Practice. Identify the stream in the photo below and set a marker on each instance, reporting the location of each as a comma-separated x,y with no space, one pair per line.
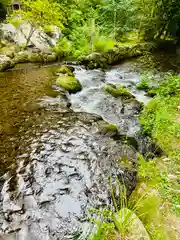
56,159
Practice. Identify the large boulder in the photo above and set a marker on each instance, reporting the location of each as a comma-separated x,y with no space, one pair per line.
118,91
69,83
67,70
5,63
21,57
136,230
39,38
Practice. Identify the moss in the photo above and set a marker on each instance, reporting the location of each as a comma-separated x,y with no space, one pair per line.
143,85
35,57
50,58
21,57
68,70
152,93
118,91
69,83
105,127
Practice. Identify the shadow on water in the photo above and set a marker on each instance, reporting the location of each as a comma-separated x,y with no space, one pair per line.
59,159
19,91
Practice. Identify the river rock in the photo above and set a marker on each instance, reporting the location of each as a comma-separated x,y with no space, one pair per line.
135,228
65,69
117,54
68,170
22,57
118,90
5,62
39,39
69,83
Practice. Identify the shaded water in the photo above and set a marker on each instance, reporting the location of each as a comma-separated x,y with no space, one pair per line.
59,158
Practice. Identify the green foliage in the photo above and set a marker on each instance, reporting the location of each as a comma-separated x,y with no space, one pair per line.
160,117
102,44
63,48
38,14
143,209
143,85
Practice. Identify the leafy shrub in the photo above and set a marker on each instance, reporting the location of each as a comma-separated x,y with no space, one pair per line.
159,117
102,44
63,48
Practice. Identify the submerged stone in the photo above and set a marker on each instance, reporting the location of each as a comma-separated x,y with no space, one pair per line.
107,128
69,83
68,70
118,91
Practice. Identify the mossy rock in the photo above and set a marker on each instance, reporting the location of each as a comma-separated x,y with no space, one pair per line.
21,57
35,57
50,58
118,91
143,85
152,93
107,128
68,70
69,83
128,221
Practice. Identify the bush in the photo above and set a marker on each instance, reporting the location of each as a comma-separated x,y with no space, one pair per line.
160,116
102,44
63,48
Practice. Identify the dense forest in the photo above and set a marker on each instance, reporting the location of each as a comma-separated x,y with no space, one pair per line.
101,24
93,34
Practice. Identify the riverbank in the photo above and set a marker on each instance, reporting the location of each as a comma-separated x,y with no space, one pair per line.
11,55
156,200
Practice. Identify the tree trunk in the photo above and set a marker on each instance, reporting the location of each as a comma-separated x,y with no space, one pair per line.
32,30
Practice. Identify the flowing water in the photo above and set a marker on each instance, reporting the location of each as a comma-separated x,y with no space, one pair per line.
56,160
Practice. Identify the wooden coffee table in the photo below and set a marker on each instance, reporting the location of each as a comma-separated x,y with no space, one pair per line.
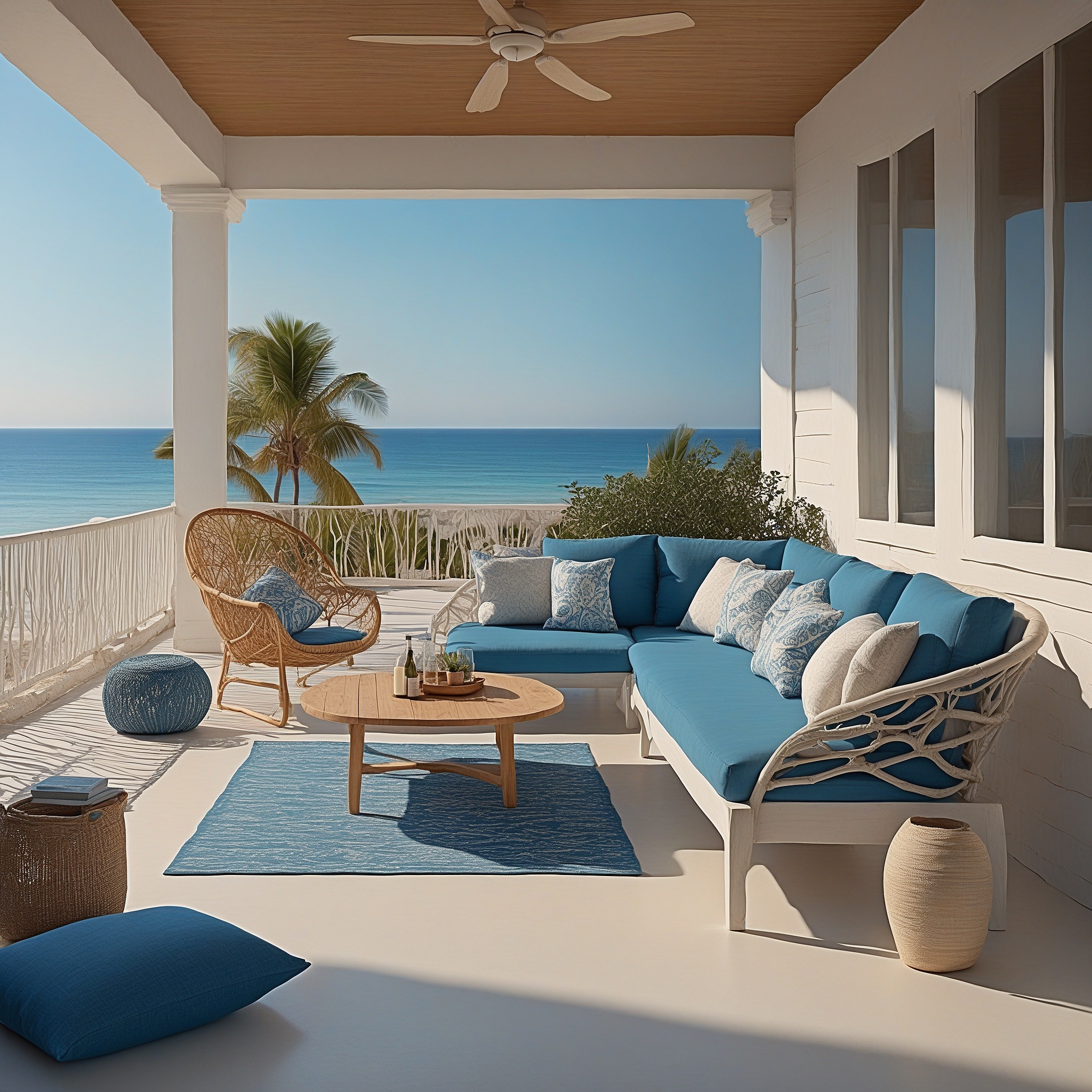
359,700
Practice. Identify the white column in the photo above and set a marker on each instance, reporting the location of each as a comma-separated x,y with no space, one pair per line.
770,216
199,274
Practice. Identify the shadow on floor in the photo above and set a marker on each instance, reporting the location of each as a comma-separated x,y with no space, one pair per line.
339,1029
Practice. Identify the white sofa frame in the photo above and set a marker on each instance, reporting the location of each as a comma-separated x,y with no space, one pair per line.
992,684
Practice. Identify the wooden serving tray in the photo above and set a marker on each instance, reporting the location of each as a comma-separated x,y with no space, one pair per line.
452,692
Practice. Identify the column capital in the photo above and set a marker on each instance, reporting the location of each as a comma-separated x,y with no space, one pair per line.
203,199
770,210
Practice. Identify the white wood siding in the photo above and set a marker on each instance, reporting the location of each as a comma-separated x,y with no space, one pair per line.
925,77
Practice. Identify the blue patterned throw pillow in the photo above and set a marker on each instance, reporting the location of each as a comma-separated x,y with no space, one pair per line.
293,605
747,601
580,597
790,638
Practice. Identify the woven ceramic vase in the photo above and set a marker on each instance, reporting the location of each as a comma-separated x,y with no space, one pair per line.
938,887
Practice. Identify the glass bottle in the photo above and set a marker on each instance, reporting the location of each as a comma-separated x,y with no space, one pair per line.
412,677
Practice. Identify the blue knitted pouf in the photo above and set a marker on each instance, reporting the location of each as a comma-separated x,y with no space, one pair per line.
153,695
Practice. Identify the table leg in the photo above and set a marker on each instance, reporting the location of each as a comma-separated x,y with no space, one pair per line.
355,767
506,744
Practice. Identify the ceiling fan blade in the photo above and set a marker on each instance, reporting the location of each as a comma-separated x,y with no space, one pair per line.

..........

§ What you need to do: Duplicate everything from the line containing "Practice. Identify the glass" down to the final line above, inclusive, reproducing each line exactly.

§ Completed task:
Practice. Identify the glass bottle in the photo above and set a marker on each instance, reporting the location of each as a comma-separated x,y with no space, one pair per line.
412,677
Practice. Identify the blue knitted pouf in the photo above and set a marker on each instance, reporting the location of each as a comma-separated x,y with no space, one pair per line.
153,695
Practice. Identify the table leg in the photo above and set a marker on each instance, reporting the location of each as a comma-separated x,y with no space, one pair per line.
355,767
506,744
Practice. Identify the ceiling fan blade in the photo above and set a marker on each instance, reporting the location of each as a comma-separated x,y with no space, one pair per line.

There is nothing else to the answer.